=== WORK INSTRUCTIONS ===
From the line containing "Annotation task — point out every instance of the glass" to the last line of the records, please reproduce every line exactly and nothing more.
*** INPUT RECORDS ***
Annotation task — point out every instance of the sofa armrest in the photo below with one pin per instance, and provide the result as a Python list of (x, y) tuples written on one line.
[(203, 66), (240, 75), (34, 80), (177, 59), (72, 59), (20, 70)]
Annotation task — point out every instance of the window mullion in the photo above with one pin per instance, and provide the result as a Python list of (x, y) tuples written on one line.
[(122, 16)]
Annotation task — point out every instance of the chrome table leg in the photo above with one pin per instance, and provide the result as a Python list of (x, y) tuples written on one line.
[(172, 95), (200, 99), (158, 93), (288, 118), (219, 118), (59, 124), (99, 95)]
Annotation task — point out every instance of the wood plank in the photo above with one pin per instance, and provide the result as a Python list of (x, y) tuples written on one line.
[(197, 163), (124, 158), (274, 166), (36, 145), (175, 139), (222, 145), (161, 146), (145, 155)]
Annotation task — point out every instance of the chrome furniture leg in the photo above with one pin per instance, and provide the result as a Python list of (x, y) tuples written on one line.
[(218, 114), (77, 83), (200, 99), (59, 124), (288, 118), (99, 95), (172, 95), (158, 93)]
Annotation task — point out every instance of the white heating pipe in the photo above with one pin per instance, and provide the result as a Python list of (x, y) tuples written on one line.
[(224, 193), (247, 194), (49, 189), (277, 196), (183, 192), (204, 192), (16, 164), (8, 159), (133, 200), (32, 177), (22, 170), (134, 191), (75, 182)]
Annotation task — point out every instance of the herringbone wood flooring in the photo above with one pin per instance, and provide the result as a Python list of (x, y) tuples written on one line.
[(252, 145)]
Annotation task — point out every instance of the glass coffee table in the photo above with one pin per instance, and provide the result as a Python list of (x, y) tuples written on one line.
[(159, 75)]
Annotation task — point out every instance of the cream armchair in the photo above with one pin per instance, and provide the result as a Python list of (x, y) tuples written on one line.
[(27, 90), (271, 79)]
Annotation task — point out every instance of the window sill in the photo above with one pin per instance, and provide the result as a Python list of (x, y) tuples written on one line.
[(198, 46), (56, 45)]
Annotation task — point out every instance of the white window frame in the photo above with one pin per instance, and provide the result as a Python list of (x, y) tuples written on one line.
*** End of INPUT RECORDS ***
=== YOUR RESPONSE ===
Annotation task — point out every instance of the glass coffee table in the photo above with one pin per instance, and provide the result as a Python list of (x, y) tuples written on one line.
[(159, 75)]
Annotation task — point out every instance of the cream armchair in the photo above with one pin per instance, and provide the result as a Python list of (x, y) tuples written on one line.
[(27, 90), (271, 79)]
Annotation task — point out every instance of the window sill in the photo above with one pin per instance, and provide the result as a Python list of (x, y) tuples written on one line.
[(198, 46), (56, 45)]
Annotation task — point out every instance of the white window frame in the photo above with one pin per instance, and provide the result as a Python list of (x, y) tuples written on one line.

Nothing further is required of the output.